___ GIVEN DATA ___

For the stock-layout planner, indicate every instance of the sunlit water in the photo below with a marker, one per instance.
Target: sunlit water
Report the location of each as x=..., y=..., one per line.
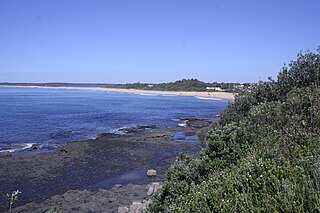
x=51, y=117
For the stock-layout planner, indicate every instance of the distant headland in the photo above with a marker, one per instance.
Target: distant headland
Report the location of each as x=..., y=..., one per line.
x=185, y=87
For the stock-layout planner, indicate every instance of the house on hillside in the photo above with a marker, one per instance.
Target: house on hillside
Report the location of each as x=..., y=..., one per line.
x=214, y=89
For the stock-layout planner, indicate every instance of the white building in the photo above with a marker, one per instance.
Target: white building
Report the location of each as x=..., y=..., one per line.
x=214, y=88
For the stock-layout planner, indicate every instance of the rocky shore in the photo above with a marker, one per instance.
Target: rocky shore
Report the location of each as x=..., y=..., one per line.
x=97, y=175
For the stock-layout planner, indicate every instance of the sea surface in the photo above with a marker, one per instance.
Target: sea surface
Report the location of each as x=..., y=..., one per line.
x=52, y=117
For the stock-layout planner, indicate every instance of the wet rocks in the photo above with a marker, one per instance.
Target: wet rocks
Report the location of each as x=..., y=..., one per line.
x=6, y=155
x=151, y=173
x=152, y=188
x=123, y=210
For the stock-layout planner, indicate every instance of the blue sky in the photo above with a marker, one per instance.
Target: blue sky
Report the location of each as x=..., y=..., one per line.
x=119, y=41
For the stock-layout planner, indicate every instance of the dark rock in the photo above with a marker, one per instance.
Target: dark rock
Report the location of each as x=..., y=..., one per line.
x=104, y=135
x=146, y=126
x=63, y=150
x=34, y=147
x=6, y=155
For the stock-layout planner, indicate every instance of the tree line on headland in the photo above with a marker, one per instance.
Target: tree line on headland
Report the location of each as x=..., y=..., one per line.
x=190, y=85
x=193, y=85
x=262, y=156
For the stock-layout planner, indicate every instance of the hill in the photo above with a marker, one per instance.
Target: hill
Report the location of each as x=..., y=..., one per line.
x=262, y=156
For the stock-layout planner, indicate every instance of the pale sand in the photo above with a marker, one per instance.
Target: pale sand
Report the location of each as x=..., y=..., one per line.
x=218, y=95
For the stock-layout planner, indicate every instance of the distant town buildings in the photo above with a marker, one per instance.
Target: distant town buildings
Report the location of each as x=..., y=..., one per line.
x=214, y=88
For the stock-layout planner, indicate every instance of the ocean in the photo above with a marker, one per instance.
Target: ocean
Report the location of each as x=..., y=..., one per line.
x=49, y=117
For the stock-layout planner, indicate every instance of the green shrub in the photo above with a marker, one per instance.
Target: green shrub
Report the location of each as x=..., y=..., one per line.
x=263, y=157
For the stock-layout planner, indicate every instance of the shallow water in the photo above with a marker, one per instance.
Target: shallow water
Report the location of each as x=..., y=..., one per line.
x=51, y=117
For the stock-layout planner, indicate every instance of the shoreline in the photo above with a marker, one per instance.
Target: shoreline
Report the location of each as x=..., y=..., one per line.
x=209, y=95
x=94, y=166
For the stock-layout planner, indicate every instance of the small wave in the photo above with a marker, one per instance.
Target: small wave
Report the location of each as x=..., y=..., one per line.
x=146, y=94
x=168, y=95
x=183, y=124
x=207, y=98
x=19, y=147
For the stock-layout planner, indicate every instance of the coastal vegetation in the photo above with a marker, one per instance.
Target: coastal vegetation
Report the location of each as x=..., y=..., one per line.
x=262, y=156
x=189, y=85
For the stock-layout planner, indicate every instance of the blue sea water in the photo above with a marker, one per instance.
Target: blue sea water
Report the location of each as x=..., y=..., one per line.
x=51, y=117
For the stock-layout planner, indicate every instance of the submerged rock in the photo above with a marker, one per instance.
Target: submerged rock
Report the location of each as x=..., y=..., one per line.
x=123, y=210
x=152, y=173
x=6, y=155
x=152, y=188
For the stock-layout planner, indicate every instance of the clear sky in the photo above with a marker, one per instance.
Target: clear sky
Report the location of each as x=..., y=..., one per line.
x=119, y=41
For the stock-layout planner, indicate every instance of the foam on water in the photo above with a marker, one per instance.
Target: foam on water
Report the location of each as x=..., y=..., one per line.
x=207, y=98
x=52, y=117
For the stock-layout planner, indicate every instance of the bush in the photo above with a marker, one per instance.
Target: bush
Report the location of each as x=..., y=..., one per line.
x=263, y=157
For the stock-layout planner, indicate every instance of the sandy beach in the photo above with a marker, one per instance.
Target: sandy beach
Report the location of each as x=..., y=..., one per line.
x=218, y=95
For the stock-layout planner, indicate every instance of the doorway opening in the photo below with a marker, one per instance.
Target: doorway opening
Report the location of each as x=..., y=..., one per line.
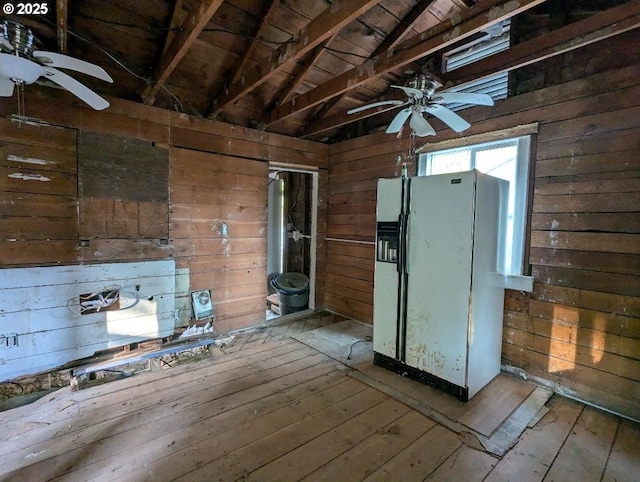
x=291, y=240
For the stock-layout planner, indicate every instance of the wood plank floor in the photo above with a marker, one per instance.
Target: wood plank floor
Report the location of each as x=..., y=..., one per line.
x=272, y=408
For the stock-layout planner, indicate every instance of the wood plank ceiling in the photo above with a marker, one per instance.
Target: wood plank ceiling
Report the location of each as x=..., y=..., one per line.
x=287, y=66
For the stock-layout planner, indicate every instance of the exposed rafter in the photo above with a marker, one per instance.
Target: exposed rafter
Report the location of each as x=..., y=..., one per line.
x=306, y=68
x=485, y=13
x=62, y=12
x=330, y=21
x=191, y=29
x=266, y=16
x=403, y=27
x=342, y=118
x=594, y=28
x=389, y=42
x=177, y=18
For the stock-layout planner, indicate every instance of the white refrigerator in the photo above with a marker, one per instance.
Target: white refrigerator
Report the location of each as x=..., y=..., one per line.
x=438, y=299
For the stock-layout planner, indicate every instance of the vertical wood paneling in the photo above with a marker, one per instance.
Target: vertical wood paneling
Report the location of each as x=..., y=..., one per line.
x=580, y=326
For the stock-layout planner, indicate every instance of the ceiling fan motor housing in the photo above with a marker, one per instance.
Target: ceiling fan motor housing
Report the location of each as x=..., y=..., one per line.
x=17, y=39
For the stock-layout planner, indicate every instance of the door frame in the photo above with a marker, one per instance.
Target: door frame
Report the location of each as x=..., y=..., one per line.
x=314, y=171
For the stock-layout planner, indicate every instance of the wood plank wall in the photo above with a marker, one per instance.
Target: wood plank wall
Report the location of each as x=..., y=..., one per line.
x=38, y=195
x=219, y=231
x=217, y=173
x=580, y=327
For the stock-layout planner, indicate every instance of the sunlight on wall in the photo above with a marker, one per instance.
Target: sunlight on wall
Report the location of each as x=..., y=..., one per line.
x=138, y=320
x=563, y=338
x=598, y=338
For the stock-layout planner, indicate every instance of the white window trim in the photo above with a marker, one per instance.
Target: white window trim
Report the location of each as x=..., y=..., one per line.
x=520, y=282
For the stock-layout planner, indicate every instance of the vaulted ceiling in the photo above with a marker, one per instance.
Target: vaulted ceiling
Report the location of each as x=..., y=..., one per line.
x=296, y=66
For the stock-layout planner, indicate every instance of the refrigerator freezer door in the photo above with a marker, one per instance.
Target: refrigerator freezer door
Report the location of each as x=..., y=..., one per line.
x=440, y=246
x=385, y=291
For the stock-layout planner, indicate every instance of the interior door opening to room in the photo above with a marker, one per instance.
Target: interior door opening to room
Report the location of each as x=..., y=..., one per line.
x=291, y=240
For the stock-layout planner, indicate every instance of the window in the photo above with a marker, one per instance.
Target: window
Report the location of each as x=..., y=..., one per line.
x=507, y=159
x=494, y=40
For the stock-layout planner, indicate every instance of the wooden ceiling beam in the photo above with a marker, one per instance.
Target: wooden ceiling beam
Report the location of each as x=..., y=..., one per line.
x=389, y=42
x=266, y=17
x=306, y=68
x=403, y=27
x=329, y=22
x=459, y=27
x=594, y=28
x=62, y=19
x=177, y=18
x=342, y=118
x=191, y=28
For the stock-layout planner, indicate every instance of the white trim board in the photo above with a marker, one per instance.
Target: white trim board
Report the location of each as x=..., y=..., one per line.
x=40, y=307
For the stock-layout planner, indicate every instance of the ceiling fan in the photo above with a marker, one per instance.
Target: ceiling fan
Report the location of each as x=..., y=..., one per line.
x=21, y=63
x=423, y=99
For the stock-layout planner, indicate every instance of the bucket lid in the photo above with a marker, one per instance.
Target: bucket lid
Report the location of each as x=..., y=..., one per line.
x=293, y=282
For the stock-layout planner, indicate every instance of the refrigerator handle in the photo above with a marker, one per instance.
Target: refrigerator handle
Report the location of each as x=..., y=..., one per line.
x=400, y=260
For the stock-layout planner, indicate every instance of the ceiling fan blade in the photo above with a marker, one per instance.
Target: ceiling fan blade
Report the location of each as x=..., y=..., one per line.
x=6, y=87
x=463, y=98
x=375, y=104
x=410, y=91
x=449, y=117
x=398, y=121
x=420, y=125
x=14, y=67
x=77, y=89
x=52, y=59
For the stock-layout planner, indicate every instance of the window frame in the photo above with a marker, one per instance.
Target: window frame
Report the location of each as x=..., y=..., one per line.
x=525, y=161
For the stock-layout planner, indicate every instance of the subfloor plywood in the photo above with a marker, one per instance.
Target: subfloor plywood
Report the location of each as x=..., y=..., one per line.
x=348, y=341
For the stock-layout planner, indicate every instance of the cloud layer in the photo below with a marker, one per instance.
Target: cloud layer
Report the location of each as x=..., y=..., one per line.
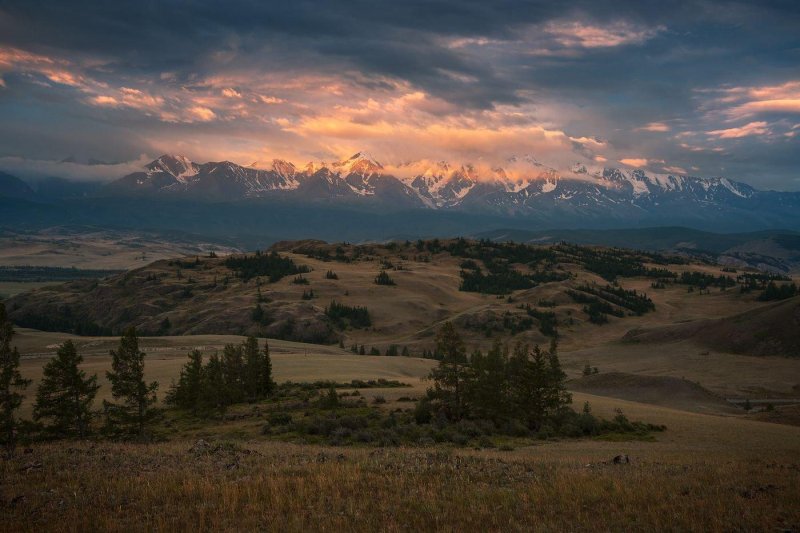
x=698, y=87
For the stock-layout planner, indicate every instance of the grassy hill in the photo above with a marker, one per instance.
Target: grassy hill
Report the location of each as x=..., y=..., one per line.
x=772, y=329
x=490, y=290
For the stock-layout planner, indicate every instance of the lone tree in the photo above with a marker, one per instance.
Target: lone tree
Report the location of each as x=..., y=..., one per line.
x=11, y=383
x=258, y=370
x=136, y=397
x=65, y=394
x=451, y=375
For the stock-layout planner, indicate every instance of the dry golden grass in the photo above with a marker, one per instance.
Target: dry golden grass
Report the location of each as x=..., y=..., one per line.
x=93, y=248
x=705, y=473
x=283, y=487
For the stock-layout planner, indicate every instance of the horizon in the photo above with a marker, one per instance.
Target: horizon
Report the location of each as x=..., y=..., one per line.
x=618, y=86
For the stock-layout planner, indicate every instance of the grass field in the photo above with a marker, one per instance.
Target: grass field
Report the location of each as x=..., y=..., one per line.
x=715, y=468
x=705, y=473
x=12, y=288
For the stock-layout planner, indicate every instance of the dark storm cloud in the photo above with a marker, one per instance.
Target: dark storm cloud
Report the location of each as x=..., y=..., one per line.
x=587, y=68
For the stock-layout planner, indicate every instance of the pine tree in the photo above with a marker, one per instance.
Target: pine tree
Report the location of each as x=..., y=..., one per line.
x=234, y=372
x=267, y=383
x=252, y=369
x=487, y=391
x=65, y=394
x=128, y=387
x=450, y=375
x=11, y=383
x=186, y=393
x=214, y=390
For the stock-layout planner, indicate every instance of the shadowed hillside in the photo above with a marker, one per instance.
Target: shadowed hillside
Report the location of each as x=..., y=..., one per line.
x=659, y=390
x=773, y=329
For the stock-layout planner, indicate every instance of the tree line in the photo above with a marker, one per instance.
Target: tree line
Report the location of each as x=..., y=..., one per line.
x=63, y=406
x=523, y=385
x=243, y=373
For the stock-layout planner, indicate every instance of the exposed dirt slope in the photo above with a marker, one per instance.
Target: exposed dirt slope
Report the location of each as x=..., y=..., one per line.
x=667, y=391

___

__TO DO__
Return exactly, and only, the lines above starting at the line that contains "of the grassy" and ending at the line that contains "Target: grass field".

__ANSWER BELOW__
For the stock-layout planner, indicate every instance of the grassy hill in the photo above with a marker, one per instance.
Target: grassy hill
Report the location of each as x=..., y=..., one per line.
x=772, y=329
x=490, y=290
For the stock-layout planner, indicate every instance of the lone tree in the photo above with a marker, one per instance.
Target: lone tree
Report the location of each as x=..., y=..., one per line.
x=11, y=383
x=258, y=370
x=136, y=397
x=65, y=394
x=451, y=375
For the stock-layout planner, indicate every instance of the dry golden grass in the photo above with a marker, one per instance.
Target: dry golden grass
Report the location of each as x=..., y=..., one per line.
x=93, y=248
x=705, y=473
x=283, y=487
For the stock-layout planner, indicate every instance of the horizon in the photo above with a marker, one per instance.
Target: horizon
Report the location of each as x=..., y=..., one per line.
x=618, y=86
For the stock-layout planner, indicate every instance of the grass field in the photo above with a marker, one per instance.
Target: grass field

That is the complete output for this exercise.